> [GIVEN REQUEST]:
Pick out every line below that contains the word "green" and copy each one in full.

> [PROVIDED DATA]:
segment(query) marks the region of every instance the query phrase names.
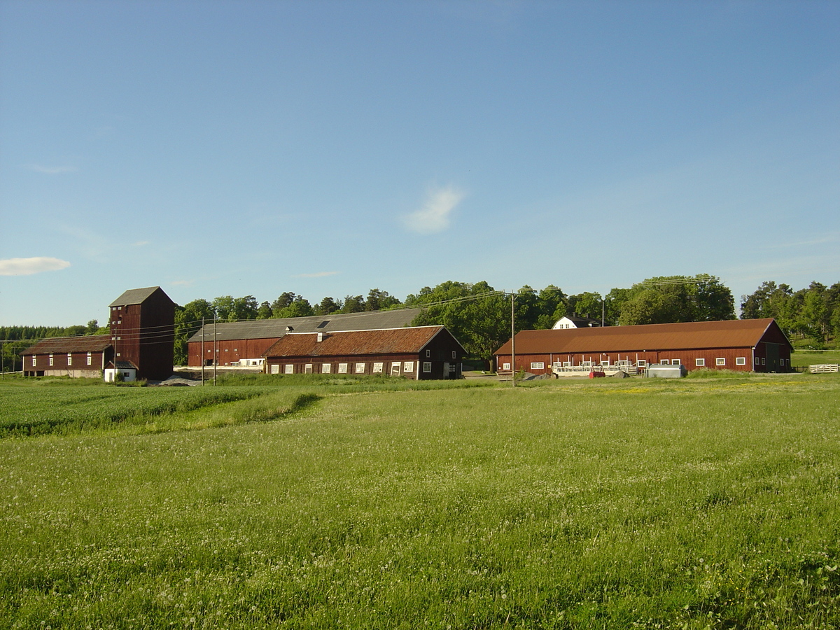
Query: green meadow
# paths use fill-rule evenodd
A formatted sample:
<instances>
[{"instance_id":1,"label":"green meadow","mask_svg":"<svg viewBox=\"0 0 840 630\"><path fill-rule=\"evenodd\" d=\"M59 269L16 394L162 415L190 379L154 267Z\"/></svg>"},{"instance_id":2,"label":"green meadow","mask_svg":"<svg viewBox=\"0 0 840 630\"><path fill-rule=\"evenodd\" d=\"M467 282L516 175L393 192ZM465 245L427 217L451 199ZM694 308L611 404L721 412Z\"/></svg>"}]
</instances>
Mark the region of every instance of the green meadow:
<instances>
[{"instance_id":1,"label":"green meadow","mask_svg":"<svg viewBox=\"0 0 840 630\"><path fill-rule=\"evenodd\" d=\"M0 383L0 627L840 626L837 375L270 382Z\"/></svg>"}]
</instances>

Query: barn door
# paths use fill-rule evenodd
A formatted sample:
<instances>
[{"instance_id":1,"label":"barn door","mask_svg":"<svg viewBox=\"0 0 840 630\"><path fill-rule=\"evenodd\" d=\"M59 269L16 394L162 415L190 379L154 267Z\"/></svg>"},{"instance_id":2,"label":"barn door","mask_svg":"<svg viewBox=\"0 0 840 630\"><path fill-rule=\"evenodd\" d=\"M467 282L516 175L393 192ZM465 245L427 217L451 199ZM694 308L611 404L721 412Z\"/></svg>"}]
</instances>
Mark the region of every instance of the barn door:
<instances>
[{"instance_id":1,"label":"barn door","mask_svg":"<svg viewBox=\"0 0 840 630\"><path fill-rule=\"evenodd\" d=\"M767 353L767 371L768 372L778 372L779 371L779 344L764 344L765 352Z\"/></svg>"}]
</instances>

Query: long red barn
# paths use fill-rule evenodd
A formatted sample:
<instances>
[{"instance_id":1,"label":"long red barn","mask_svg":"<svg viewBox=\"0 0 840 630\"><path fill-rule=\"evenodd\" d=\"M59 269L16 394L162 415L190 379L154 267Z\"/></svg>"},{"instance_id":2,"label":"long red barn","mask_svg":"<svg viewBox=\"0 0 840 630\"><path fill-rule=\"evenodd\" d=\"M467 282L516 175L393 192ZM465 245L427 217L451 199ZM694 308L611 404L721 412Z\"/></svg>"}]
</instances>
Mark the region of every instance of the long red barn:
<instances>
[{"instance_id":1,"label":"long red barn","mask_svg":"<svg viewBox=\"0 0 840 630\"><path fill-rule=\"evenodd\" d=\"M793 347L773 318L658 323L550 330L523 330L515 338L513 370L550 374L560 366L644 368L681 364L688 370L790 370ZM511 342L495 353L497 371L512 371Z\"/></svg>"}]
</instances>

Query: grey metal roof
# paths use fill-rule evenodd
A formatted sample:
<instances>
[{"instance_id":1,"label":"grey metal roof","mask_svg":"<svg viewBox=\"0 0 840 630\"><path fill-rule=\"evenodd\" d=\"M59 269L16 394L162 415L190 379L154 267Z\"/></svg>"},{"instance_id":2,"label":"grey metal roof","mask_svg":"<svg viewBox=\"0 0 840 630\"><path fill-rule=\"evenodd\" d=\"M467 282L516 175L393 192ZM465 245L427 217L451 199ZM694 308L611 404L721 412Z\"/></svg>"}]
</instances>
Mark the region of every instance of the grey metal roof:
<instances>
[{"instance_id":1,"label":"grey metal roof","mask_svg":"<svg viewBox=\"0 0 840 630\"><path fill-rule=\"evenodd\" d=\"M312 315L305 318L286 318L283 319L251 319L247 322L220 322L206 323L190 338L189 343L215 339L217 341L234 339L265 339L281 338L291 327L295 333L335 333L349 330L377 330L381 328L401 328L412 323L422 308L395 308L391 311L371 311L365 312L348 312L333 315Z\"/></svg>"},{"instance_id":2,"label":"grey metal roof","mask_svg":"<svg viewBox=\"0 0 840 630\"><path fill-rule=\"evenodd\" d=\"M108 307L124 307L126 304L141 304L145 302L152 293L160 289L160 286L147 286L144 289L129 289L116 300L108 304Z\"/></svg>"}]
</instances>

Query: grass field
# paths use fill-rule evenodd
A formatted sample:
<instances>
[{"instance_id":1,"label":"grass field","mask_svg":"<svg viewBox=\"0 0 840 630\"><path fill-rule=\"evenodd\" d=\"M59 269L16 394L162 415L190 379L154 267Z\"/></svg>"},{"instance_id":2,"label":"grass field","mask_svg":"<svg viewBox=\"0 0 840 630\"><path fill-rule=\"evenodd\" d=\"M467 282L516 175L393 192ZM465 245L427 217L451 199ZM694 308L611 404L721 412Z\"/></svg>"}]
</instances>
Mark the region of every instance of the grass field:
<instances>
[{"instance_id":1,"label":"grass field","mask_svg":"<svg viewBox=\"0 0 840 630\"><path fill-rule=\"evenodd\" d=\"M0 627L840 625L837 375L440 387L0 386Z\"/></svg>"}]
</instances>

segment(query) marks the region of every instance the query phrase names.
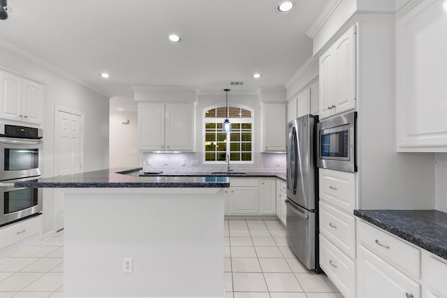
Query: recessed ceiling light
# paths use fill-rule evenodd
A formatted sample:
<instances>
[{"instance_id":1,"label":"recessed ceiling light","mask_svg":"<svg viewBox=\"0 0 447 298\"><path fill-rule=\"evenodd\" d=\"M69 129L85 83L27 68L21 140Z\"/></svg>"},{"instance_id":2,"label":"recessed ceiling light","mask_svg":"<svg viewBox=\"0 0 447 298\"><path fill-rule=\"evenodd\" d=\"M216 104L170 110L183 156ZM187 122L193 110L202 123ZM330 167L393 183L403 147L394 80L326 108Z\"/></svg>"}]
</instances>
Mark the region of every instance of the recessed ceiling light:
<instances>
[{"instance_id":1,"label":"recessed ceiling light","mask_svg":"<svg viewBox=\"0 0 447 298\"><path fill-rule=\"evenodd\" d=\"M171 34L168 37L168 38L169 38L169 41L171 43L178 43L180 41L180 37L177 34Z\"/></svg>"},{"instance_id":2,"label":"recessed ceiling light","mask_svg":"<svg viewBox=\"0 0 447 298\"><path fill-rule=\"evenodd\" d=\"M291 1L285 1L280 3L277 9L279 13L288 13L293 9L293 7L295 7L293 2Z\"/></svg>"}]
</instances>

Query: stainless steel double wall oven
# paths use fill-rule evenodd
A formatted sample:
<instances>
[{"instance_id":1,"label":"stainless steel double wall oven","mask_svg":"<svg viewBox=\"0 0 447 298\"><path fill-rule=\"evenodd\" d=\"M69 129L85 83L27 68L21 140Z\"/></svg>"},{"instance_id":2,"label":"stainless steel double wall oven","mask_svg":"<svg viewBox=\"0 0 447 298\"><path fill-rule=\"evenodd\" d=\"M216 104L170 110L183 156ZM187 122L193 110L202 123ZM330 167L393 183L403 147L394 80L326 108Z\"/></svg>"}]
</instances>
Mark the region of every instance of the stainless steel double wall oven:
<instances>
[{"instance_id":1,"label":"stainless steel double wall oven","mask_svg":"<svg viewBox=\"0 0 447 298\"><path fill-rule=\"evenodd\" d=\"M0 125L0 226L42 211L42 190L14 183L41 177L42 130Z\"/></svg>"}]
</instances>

...

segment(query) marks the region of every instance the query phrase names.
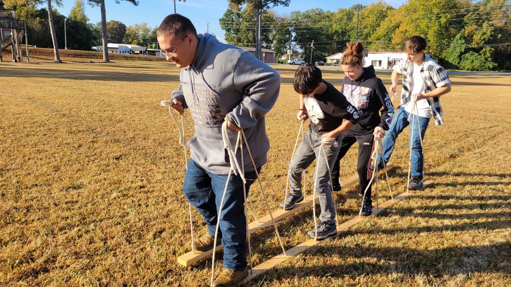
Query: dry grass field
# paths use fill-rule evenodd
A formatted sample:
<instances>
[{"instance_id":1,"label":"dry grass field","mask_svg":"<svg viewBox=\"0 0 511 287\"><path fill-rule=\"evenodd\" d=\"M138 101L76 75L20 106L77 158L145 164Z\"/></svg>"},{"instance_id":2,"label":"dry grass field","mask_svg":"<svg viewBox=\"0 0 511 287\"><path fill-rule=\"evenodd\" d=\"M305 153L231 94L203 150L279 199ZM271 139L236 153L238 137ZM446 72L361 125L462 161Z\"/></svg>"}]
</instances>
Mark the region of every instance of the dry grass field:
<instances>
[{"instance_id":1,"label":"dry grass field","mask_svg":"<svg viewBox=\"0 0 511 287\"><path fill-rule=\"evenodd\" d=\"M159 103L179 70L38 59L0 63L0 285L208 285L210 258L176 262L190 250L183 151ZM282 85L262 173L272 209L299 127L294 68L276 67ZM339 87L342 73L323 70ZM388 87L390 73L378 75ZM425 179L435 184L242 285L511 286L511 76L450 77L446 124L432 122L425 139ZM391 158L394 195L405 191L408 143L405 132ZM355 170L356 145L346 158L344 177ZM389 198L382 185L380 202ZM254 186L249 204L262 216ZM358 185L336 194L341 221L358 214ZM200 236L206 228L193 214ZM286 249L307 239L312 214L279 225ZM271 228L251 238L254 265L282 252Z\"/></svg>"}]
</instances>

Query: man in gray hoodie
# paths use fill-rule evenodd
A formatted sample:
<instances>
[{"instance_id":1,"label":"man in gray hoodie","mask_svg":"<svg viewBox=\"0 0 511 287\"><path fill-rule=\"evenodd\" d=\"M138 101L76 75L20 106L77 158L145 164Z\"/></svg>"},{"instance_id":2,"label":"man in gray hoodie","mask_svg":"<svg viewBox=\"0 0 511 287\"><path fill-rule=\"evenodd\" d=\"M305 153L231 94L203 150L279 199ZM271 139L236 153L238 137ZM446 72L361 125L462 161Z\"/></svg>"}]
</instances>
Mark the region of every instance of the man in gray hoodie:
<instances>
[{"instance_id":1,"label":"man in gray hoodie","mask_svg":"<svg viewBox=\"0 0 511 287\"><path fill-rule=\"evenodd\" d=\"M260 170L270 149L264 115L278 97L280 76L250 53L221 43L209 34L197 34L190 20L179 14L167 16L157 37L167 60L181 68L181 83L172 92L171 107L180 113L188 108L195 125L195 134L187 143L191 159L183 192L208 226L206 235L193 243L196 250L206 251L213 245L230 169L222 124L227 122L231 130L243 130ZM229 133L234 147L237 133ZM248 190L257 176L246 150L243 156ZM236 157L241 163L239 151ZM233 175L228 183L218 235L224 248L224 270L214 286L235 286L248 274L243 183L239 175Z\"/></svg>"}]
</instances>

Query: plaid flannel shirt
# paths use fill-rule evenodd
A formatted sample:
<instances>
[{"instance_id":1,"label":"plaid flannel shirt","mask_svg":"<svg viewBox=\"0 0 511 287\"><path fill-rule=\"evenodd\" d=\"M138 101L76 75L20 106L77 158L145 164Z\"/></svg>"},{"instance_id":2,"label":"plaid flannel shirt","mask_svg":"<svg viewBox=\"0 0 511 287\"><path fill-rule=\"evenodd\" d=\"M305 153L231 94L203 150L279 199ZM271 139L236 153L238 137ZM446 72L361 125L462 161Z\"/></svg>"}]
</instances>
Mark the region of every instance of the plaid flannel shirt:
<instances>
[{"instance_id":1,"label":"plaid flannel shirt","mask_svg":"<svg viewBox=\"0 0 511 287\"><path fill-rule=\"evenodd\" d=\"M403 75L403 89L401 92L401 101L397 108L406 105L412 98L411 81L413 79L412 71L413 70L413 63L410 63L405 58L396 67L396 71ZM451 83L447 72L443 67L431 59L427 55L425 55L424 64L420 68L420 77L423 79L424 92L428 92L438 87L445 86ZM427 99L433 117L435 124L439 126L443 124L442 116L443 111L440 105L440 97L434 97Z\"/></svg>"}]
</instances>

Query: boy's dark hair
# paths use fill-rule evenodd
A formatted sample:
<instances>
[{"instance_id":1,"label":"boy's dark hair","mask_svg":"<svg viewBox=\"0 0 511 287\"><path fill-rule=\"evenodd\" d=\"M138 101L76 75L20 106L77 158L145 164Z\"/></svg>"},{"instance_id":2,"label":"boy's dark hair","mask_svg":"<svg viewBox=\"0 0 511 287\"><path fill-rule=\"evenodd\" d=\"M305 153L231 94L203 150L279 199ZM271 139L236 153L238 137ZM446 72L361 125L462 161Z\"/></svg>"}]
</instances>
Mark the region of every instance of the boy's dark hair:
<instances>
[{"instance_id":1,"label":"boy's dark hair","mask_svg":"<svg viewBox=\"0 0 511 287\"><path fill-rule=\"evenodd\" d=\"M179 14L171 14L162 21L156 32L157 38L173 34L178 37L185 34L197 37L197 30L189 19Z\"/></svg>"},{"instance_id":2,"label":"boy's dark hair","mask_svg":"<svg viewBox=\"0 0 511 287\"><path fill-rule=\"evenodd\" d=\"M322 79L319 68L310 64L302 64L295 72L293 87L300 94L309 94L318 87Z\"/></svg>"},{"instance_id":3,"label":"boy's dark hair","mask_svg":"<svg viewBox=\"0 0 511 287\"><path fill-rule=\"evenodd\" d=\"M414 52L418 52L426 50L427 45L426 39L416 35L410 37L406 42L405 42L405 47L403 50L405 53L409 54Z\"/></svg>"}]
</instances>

> [ANSWER TO THE EXERCISE]:
Query: green meadow
[{"instance_id":1,"label":"green meadow","mask_svg":"<svg viewBox=\"0 0 840 630\"><path fill-rule=\"evenodd\" d=\"M59 269L16 394L162 415L190 379L154 267Z\"/></svg>"},{"instance_id":2,"label":"green meadow","mask_svg":"<svg viewBox=\"0 0 840 630\"><path fill-rule=\"evenodd\" d=\"M467 282L516 175L393 192ZM465 245L427 217L451 199ZM694 308L611 404L721 412Z\"/></svg>"}]
Mark the region of every instance of the green meadow:
[{"instance_id":1,"label":"green meadow","mask_svg":"<svg viewBox=\"0 0 840 630\"><path fill-rule=\"evenodd\" d=\"M0 383L0 627L840 626L837 375L270 382Z\"/></svg>"}]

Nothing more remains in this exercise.